Document extract →
-------
The remaining three-quarters of plants that do not have fuel-switching abilities are tied to the real-time reliability of the natural gas pipeline transportation network. When emergency situations arise on the natural gas grid, pipeline operators turn to a load-shedding protocol that outlines the order in which customers will have their gas supply turned off. The shedding of load restores operational stability to the gas grid in situations of high stress.
On the other side of the gas meter, however, as pipeline operators carry out their load-shedding procedure to restore stability to the gas grid, power plants might have to shut down, forcing other plants to increase their electric output. If the generation shifting creates a large enough stress on the electricity network, other power plants sometimes fail, creating further instability on the electric grid.
Under current reporting requirements it is possible to obtain only an incomplete picture of the frequency of these kinds of interdependent natural gas/electricity infrastructure failures. Recent lessons in interdependency between the gas and electric grids (see Box 1) are a call to action to better align data availability of both grids’ operational characteristics. This is not a new message. In 2013, NERC released phase II of its special reliability assessment report titled “Accommodating an Increased Dependence on Natural Gas for Electric Power.” It identified a lack of “compiled statistical data on gas system outages” that would be equivalent to the databases that NERC has complied in its Generating Availability Data System (GADS). NERC called on the natural gas transmission sector to work with it to establish a central pipeline outage database that would make it possible to conduct reliability analyses of the dual-grid system.
NERC’s message has been heard in the academic community. Currently, academic teams across the country, ours included, are exploring the issues presented in the special reliability assessment. But nothing has been done in the ensuing years to fix the data misalignment. We just don’t know how vulnerable the nation is, and we don’t know where to apply management attention to reduce the vulnerabilities.
To address this problem we explore the current federal reporting standards relevant to quantitative analysis of the reliability of the dual-grid system as they exist today and recommend a path of development for the central database recommended by NERC.
-------
Exercise data →
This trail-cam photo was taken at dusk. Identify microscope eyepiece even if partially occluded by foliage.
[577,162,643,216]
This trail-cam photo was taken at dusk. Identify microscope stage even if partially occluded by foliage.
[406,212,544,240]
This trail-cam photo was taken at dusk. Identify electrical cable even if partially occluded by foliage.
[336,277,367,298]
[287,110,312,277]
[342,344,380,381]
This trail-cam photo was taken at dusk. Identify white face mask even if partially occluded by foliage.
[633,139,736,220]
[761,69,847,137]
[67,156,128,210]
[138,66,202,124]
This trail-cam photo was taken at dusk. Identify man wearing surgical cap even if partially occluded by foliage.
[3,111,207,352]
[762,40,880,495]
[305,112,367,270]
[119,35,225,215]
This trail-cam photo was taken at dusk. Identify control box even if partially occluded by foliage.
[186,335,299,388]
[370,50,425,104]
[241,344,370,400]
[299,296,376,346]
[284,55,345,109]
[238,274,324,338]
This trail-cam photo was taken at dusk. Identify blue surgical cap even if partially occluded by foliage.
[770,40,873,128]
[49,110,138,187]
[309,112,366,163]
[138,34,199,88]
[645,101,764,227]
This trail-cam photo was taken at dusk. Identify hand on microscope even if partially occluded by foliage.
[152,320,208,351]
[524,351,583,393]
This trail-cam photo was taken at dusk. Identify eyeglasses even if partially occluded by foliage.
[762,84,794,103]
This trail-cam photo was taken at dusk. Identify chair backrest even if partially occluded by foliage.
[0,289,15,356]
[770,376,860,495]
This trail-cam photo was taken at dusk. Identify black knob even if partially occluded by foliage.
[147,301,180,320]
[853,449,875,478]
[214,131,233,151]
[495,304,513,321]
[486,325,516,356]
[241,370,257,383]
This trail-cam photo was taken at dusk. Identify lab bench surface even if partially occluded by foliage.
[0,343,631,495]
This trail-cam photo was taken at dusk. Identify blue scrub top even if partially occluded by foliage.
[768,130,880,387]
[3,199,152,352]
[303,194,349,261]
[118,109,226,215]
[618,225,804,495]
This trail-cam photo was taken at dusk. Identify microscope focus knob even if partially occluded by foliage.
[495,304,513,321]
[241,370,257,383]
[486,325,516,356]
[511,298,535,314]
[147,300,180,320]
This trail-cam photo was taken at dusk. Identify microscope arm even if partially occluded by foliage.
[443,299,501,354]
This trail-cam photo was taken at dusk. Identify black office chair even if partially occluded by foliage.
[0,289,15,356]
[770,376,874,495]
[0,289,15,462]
-------
What you will do → Copy word for word the stretch from "The remaining three-quarters" through "the electric grid." in the passage on gas and power grid reliability.

Your solution →
The remaining three-quarters of plants that do not have fuel-switching abilities are tied to the real-time reliability of the natural gas pipeline transportation network. When emergency situations arise on the natural gas grid, pipeline operators turn to a load-shedding protocol that outlines the order in which customers will have their gas supply turned off. The shedding of load restores operational stability to the gas grid in situations of high stress.
On the other side of the gas meter, however, as pipeline operators carry out their load-shedding procedure to restore stability to the gas grid, power plants might have to shut down, forcing other plants to increase their electric output. If the generation shifting creates a large enough stress on the electricity network, other power plants sometimes fail, creating further instability on the electric grid.